Job: Pull out and copy each line below that contains the string "white". Uppercase and lowercase count as different.
BEGIN Data shown
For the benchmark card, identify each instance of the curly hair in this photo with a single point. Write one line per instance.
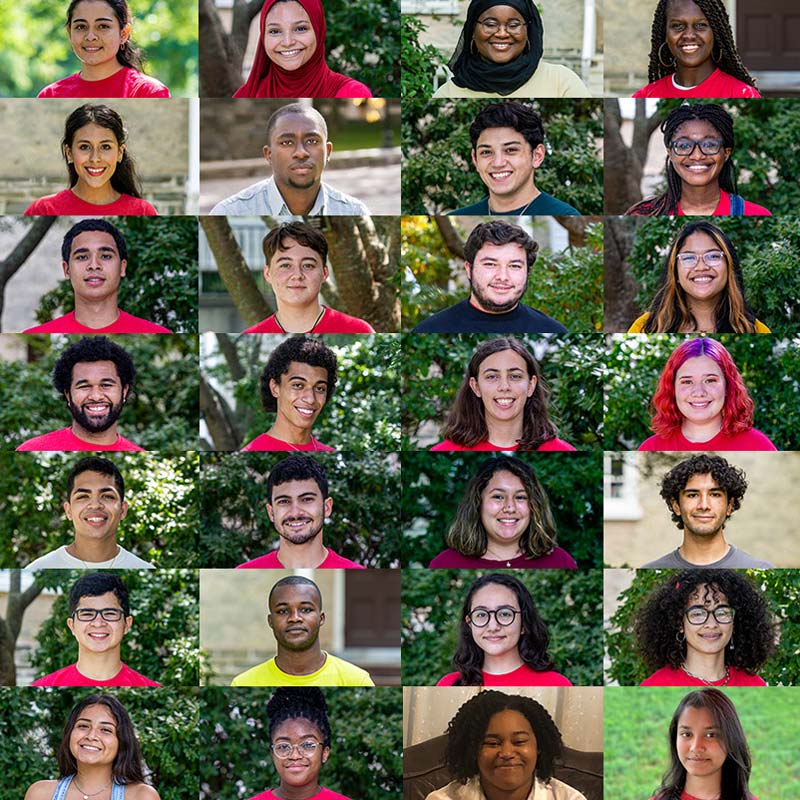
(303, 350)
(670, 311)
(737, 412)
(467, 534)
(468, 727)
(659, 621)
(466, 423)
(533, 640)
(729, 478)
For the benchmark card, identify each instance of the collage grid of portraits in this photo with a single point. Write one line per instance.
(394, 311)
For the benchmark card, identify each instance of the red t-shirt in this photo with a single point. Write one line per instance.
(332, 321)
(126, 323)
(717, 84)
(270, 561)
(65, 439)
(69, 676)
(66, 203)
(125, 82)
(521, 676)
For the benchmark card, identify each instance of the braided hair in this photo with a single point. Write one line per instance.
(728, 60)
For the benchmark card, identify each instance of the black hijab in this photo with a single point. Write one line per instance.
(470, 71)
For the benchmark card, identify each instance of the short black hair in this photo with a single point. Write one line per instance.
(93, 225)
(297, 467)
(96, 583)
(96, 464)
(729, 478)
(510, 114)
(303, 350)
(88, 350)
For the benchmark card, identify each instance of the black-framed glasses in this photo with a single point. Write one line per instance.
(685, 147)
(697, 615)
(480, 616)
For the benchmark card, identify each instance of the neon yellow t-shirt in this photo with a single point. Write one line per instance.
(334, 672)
END Data shown
BEGIN Data shown
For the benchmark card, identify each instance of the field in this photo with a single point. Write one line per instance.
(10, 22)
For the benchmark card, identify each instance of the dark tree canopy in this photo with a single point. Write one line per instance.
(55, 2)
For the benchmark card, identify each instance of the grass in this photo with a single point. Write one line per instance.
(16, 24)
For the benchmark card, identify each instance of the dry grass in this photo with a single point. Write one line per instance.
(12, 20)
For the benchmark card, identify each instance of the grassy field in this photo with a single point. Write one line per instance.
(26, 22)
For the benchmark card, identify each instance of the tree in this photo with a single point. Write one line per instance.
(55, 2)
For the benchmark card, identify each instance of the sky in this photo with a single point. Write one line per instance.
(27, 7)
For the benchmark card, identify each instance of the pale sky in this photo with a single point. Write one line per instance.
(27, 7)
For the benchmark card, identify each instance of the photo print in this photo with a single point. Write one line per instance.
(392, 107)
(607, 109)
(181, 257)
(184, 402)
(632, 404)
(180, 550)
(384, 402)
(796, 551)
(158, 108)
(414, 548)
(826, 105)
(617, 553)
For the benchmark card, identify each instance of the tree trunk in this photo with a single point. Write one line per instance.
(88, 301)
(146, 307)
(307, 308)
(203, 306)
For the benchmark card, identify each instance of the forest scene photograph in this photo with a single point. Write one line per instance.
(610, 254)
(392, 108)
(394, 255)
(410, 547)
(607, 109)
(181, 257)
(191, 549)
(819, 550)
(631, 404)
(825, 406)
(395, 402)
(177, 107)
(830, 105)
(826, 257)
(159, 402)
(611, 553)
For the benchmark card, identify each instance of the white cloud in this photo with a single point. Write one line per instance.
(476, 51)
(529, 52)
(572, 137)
END Data shown
BEGIN Data shown
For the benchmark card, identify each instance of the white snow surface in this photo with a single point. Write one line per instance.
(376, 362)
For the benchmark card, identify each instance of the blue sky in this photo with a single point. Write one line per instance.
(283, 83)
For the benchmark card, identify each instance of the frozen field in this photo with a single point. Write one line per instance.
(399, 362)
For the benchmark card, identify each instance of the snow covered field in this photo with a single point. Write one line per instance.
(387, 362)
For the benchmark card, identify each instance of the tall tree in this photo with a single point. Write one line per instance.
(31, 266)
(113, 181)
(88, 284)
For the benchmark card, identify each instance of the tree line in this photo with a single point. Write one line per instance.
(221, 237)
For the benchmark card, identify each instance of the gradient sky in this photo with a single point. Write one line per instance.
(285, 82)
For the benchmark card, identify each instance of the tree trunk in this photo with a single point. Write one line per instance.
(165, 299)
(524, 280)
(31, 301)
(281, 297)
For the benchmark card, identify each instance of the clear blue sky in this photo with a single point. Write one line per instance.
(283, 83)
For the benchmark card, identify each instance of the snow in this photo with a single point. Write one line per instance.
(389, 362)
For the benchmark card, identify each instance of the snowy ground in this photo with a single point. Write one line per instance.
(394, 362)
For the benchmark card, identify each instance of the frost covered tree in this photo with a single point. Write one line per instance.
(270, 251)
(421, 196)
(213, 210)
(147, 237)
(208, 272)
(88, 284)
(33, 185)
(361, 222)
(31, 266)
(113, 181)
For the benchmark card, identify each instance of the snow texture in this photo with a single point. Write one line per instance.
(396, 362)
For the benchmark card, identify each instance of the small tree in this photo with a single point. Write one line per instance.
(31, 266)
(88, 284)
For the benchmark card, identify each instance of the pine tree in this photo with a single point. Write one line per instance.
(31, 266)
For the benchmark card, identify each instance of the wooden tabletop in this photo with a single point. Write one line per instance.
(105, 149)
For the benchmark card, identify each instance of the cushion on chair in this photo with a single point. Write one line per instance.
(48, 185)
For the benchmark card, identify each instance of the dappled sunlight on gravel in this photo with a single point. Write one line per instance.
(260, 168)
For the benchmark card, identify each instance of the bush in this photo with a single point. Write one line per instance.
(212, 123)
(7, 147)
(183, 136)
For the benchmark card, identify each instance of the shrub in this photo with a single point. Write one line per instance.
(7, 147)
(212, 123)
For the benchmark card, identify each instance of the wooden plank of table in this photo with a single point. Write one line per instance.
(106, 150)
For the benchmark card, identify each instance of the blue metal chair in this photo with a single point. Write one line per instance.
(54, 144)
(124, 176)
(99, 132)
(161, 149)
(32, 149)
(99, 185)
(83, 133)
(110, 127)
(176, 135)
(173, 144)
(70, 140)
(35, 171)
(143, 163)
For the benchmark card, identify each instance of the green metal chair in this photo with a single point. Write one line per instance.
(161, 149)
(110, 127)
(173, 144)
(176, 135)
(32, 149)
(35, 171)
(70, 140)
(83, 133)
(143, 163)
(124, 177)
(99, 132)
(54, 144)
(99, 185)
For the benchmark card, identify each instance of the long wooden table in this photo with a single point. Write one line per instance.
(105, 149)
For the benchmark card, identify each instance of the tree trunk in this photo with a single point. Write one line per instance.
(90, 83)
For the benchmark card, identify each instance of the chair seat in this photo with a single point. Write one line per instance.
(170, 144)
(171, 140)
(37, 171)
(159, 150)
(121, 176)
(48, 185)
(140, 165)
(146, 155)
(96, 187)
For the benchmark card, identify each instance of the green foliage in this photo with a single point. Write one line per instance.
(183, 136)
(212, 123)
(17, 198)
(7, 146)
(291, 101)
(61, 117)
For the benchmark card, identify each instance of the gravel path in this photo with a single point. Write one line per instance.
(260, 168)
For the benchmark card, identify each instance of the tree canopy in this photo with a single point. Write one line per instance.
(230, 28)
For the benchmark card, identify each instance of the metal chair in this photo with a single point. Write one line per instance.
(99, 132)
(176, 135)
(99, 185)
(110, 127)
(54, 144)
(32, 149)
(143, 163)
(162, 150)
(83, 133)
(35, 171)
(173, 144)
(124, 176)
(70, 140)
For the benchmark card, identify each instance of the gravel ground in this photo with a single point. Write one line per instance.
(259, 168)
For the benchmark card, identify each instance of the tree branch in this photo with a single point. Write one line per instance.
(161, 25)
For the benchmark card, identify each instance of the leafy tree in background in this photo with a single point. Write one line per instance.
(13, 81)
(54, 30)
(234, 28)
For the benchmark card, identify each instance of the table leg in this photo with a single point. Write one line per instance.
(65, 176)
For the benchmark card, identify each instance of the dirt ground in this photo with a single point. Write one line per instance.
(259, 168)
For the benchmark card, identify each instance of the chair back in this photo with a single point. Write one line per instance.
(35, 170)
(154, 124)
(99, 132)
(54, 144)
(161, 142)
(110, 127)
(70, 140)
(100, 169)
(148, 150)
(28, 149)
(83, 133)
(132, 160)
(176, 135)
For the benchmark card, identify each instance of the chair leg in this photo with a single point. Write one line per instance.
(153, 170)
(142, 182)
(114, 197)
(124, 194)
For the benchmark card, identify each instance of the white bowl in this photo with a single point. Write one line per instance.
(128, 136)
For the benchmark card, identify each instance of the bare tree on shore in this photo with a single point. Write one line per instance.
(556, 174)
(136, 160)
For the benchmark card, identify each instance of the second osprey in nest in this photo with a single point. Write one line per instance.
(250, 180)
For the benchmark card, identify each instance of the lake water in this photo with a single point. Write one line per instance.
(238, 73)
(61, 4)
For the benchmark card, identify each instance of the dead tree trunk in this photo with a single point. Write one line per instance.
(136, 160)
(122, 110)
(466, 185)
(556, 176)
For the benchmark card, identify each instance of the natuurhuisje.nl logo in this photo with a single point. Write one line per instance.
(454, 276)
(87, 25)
END Data shown
The output:
For the benchmark card, identify each instance of the white cloud in this photo with a single point. Write one line per instance.
For the benchmark card, identify each instance of the white snow surface in this photo with a single point. Write one line per instance.
For the benchmark card, identify each instance of the white bowl in this photo with a single point. Write one line per instance.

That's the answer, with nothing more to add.